-- Start of QUOTED TEXT --
So, I'm just fascinated by the idea that your father was a DJ and you didn't really know him because he and your mother split up when you were very young, but you'd hear him on the radio. And anyone else in the house would turn the radio off because he mistreated your mother so badly - or at least that's what you had been told growing up.
GROSS: And so you'd hear him on the radio and just like fantasize about who he was and read all kinds of things into his voice. You thought of him as the Voice with a capital V. And you thought of his radio show as like this party that your father was giving with like Stevie Wonder and Van Morrison and The Beatles.
Can you describe a little bit what it was like? Like I know like when I was growing up and I'd listen to the radio, to me it was like that, that place that no one could take away from me because even alone in my bedroom I could listen to the radio and...
MOEHRINGER: Right. Right.
GROSS: So just talk a little bit about what it meant to listen to this absent father on the radio and imagine who he was.
MOEHRINGER: It was surreal because, as I say, his voice was spectacular. He just had these beautiful pipes. I might not have been so inclined to romanticize him if he hadn't sounded the way he sounded. But he really did have this beautiful, almost Paul Robeson voice. And then when he wasn't speaking, he was playing this new, incredibly exciting music. Every time I hear certain Stevie Wonder songs, certain Van Morrison songs, I just, you know, I can hear my father.
But it was so frustrating, to be a little kid. I didn't have a relationship with him - but also, the radio provided this spotty access to him. So I was always trying to dial him in. I didn't understand that he had a certain shift every day, so I'd sit out on the stoop and I had this transistor radio, and I was turning the dial excruciatingly slowly trying to find his voice, which, you know, really broke my mother's heart. And yet she didn't quite know how to step in and take the radio away from me.
And then what was strange is that when he died in 2002, a lot of his fans posted their favorite shows. They'd saved recordings of some of his best shows. And so I was trying to download them on the Internet. And I was having trouble and I was getting frustrated and suddenly I just stopped and I had this complete flashback. I was doing exactly what I had done when I was a kid, sitting on the stoop. And I just had to turn the computer off and walk away. It was just too trippy, and it took a long time to unwind my sense that he was living this exotic party life - that really, he was a lonely guy projecting a false image through that microphone. It took decades to figure out that that wasn't the truth.
-- End of QUOTED TEXT --
▸ PROBLEMS TO WORK ON
1. Repeat the stretch of the interview from "But it was so" through "away from me.", switching "stoop" to "porch".
2. Translate this sentence from the interview into Spanish: "It took decades to figure out that that wasn't the truth."
-- Start of DATA SEGMENT --
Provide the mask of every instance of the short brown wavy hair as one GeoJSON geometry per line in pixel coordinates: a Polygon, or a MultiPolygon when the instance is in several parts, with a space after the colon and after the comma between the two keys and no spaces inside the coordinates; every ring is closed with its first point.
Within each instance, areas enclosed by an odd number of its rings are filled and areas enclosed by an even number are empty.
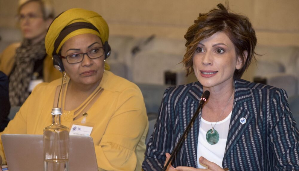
-- End of DATA SEGMENT --
▸ WRITTEN ANSWERS
1.
But it was so frustrating, to be a little kid. I didn't have a relationship with him - but also, the radio provided this spotty access to him. So I was always trying to dial him in. I didn't understand that he had a certain shift every day, so I'd sit out on the porch and I had this transistor radio, and I was turning the dial excruciatingly slowly trying to find his voice, which, you know, really broke my mother's heart. And yet she didn't quite know how to step in and take the radio away from me.

2. Me llevó décadas darme cuenta de que eso no era la verdad.